**Your goal**.
Continue the fluidic setup description below from its last sentence onward.

**Page**.
-- Begin --
The assembled device was connected to the fluidic system through polytetrafluoroethylene (PTFE) 1/16″ ID (1/8″ OD) tubes. The flow detection cell was used for fluidic tests with two different pumps: a peristaltic pump (Fluid-o-Tech, TP16, Milan, Italy) for a simulated stirring effect and a syringe pump (NE-1200 Twelve channel programmable, Syringe Pump, KF Technology, Rome, Italy) to accurately fill the cell volume. The volume was filled using a 20 mL syringe, setting its inner diameter to 12 mm and with a 1 mL/min flow rate as the parameters. During this setup phase, the syringe pump was set to operate with an optimal inflow rate of 1 mL/min, while in the measuring phase, the voltage of the peristaltic pump was tuned to a range of 1 to 10 V.
Finally, to automatize the hydraulic system, a three-way valve can be added, as presented in
Figure 4. The sample is initially loaded and directed to fill the flow detection cell, and the three-way valve likely directs the flow from the syringe pump (or a real-word sample) into the main circulatory loop, ensuring the sample reaches the detection cell (II). Once the sample is loaded, the valve is switched to engage the stirring phase (III). The peristaltic pump then actively recirculates the sample through the detection cell, effectively providing in situ agitation. This continuous flow and re-exposure to the detector enables the system to conduct multiple measurements or prolong detection times using a minimal sample volume, which is particularly beneficial for scarce or valuable samples. The second three-way valve is located before the flow detection cell and allows the waste container to be filled. Its function is clearly to divert the spent solution from the system into the waste reservoir. This is essential for proper disposal of chemicals and to prevent contamination of subsequent samples.
The PDMS flow detection cell was characterized through digital microscopy; in particular, DSX1000 from Olympus (Tokyo, Japan) was used for this work.
-- End --
**Dataset extract**.
-- Begin --
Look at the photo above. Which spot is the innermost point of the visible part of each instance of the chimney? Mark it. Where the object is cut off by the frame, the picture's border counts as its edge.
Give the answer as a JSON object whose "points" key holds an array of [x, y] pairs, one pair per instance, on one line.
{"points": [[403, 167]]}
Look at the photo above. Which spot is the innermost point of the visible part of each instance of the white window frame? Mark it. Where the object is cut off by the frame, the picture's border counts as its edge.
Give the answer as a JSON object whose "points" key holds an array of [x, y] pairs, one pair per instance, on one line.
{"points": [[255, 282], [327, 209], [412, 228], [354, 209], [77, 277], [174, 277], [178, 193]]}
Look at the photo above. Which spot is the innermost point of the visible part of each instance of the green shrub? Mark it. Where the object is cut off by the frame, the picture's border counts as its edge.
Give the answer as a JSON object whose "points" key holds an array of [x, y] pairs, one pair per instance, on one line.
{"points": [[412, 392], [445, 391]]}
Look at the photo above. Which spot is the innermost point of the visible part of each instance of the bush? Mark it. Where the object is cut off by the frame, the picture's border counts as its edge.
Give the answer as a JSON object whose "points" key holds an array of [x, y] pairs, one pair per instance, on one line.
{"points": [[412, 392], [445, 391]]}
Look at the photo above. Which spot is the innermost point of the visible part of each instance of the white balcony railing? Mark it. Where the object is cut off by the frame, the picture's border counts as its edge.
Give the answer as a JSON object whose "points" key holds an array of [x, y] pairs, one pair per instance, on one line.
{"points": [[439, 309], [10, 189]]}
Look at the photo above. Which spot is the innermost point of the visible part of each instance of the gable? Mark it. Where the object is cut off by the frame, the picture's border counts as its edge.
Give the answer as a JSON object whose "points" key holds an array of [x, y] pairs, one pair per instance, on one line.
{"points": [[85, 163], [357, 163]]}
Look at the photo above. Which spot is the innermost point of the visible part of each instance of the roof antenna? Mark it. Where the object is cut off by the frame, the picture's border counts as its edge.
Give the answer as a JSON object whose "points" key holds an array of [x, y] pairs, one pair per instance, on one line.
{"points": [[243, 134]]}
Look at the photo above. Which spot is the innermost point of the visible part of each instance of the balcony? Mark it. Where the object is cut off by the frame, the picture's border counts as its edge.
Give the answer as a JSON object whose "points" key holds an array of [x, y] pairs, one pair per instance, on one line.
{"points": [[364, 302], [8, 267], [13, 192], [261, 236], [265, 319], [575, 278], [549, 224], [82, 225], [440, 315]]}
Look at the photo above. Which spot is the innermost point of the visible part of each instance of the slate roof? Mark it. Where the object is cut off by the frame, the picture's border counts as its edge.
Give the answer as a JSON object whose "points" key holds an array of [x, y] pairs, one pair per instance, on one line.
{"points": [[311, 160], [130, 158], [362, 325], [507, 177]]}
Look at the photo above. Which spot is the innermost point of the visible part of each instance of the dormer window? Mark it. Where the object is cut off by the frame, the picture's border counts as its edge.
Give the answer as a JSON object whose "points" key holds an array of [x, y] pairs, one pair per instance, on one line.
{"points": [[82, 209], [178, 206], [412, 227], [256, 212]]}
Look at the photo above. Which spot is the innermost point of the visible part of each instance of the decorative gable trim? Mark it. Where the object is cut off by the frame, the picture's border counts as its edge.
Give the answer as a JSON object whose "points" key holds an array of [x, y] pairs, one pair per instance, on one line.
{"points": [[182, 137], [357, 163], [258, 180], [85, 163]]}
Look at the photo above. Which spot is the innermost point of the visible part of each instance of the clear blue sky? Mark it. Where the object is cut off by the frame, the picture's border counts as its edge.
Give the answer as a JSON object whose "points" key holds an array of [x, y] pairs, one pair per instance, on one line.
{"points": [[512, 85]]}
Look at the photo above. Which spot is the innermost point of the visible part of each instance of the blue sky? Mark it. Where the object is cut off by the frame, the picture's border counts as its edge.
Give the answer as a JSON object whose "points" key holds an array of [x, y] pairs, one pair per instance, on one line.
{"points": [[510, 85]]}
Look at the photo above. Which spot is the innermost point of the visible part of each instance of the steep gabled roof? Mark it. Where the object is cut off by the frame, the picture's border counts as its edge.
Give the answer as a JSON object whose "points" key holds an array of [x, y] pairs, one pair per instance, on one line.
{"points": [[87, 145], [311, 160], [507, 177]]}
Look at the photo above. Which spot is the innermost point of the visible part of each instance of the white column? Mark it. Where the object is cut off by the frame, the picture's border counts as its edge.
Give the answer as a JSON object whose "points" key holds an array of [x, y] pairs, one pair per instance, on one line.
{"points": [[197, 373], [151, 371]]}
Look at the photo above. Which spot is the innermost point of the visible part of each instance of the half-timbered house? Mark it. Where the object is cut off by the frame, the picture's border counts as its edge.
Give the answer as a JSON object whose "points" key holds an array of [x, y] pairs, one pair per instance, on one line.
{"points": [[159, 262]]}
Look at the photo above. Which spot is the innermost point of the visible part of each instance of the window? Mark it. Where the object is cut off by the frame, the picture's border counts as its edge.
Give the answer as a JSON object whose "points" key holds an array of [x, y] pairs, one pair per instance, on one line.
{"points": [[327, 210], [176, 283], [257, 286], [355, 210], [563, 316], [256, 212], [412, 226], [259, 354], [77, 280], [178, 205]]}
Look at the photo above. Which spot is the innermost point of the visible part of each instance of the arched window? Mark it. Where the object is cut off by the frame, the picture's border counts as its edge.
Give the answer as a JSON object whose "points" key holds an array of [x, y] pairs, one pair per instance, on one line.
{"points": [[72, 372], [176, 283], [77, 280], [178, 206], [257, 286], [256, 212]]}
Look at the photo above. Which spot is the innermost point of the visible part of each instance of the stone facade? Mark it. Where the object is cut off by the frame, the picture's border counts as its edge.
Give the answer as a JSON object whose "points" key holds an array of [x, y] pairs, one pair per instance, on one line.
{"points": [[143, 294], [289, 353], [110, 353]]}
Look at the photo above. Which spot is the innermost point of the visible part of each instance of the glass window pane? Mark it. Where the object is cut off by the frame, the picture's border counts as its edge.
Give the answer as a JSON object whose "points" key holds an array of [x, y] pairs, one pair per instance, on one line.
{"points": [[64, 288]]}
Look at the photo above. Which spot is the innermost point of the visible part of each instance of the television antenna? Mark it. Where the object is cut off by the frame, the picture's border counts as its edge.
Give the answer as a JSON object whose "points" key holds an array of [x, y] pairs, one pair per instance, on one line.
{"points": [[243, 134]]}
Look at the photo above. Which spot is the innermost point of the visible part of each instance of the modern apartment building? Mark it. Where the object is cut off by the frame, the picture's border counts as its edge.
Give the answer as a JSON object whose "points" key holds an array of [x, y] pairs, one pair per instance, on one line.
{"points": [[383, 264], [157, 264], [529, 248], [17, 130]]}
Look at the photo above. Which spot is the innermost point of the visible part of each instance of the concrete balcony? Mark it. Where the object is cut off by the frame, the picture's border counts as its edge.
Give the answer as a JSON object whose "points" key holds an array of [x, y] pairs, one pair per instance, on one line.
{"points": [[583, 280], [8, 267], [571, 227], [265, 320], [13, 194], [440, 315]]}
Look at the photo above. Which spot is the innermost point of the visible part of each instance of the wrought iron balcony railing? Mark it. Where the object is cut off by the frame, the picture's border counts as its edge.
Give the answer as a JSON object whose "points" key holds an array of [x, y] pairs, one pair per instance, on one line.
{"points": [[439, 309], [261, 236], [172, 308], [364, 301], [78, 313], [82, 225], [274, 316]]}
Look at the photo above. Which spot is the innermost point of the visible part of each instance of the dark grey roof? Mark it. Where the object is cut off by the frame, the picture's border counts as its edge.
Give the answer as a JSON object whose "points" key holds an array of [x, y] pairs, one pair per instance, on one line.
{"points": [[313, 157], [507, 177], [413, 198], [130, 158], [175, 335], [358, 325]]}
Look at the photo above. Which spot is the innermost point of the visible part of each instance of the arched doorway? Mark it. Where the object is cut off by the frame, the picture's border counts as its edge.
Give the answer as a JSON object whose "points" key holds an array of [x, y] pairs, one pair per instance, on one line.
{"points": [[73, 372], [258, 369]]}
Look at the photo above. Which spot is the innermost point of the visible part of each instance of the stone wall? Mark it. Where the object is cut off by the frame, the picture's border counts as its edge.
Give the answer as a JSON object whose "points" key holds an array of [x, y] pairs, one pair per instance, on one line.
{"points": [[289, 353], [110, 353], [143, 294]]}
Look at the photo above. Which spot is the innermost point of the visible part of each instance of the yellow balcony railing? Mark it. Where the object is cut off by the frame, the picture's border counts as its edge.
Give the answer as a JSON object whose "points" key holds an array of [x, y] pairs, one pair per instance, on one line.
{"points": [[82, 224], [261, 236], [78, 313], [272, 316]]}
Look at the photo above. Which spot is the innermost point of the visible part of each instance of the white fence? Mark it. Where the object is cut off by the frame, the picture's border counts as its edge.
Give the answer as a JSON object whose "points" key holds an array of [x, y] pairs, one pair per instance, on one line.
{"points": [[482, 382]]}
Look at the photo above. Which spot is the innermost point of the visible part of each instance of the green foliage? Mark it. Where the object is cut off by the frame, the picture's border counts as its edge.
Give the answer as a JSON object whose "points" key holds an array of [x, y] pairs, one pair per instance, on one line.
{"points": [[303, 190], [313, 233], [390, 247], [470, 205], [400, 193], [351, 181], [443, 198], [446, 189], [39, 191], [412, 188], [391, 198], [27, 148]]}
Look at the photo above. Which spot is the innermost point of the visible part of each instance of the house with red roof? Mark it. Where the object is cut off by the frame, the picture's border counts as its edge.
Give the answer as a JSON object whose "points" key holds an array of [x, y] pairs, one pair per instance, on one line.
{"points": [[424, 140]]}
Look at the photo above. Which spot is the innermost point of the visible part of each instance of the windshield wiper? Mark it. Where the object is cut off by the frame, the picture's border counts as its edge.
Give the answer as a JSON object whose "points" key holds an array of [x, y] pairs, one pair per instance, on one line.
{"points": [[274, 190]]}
-- End --
**The answer**.
2.3. Chemical Detection
Different cadmium solutions with known nominal concentrations were prepared from a commercial 1000 µg/L metal standard stock solution (Sigma-Aldrich) specifically designed for ICP analysis and possessing a high degree of purity. To establish the calibration curve of the developing sensor, solutions within the analytical range of interest (0–20 µg/L) were prepared via dilution with Milli-Q ultrapure water and subsequently analysed using ASV through squarewave (SW) voltammetry conditions. Concurrently, the quality of the ASV voltammogram and the characteristics of the peaks were thoroughly examined. For the supporting electrolyte solution, 6 M of hydrochloric acid (HCl), prepared from 37% hydrochloric acid (Sigma-Aldrich), was employed. This selection was based on two primary considerations: the established efficacy of hydrochloric acid as a medium for the electrochemical analysis of heavy metals and its crucial role in maintaining a constant Chloride ion concentration, which is essential for stabilizing the potential of the screen-printed Ag pseudo-reference electrode. An aliquot was taken from the acidic stock solution to prepare a 20 mM HCl solution, which functioned as the electrode-conditioning solution. Then, the electrochemical analyses were performed by the addition of 10 µL of 6 M of HCl to each 10 mL sample containing the analyte. The resulting volume change was largely unnoticed until the end of the experiment. The recorded pH of the experimental running solution was set to ~3. Preliminary tests showed the importance of stirring, which was required to enhance the recorded results. A low revolution per minute (RPM) setting was deliberately chosen, as high-speed agitation was counterproductive. Firstly, it induced physical vibrations in the flexible electrode, leading to signal instability. Secondly, excessively vigorous stirring created turbulent conditions, which prevented the uniform distribution of the analyte and compromised the reproducibility of the results.
To ensure data robustness and accurately characterize signal dispersion, five replicate measurements were performed for each sensor at every concentration, and the curve presented was generated by an averaging of the five replicates. The validation tests were first performed in a benchtop setup to evaluate the behaviour of commercial SPEs, and then, the same repetition-based approach was performed on the flow detection cell equipped with an electrode.
All the experiments were carried out using PalmSens portable potentiostat (Palm Instrument BV, Houten, The Netherlands), and the results were investigated by the PSTrace 5 software. The experimental conditions were a conditioning potential of −0.12 V for 45 s, a deposition potential of −1.1 V for 120 s, an equilibration time of 10 s, an SW amplitude of 25 mV, a step of 5 mV, and a frequency of 25 Hz, implying a total of 175 s for each analysis. Five consecutive analyses were performed on the same sample, which means each nominal concentration sample analysis lasted 15 min.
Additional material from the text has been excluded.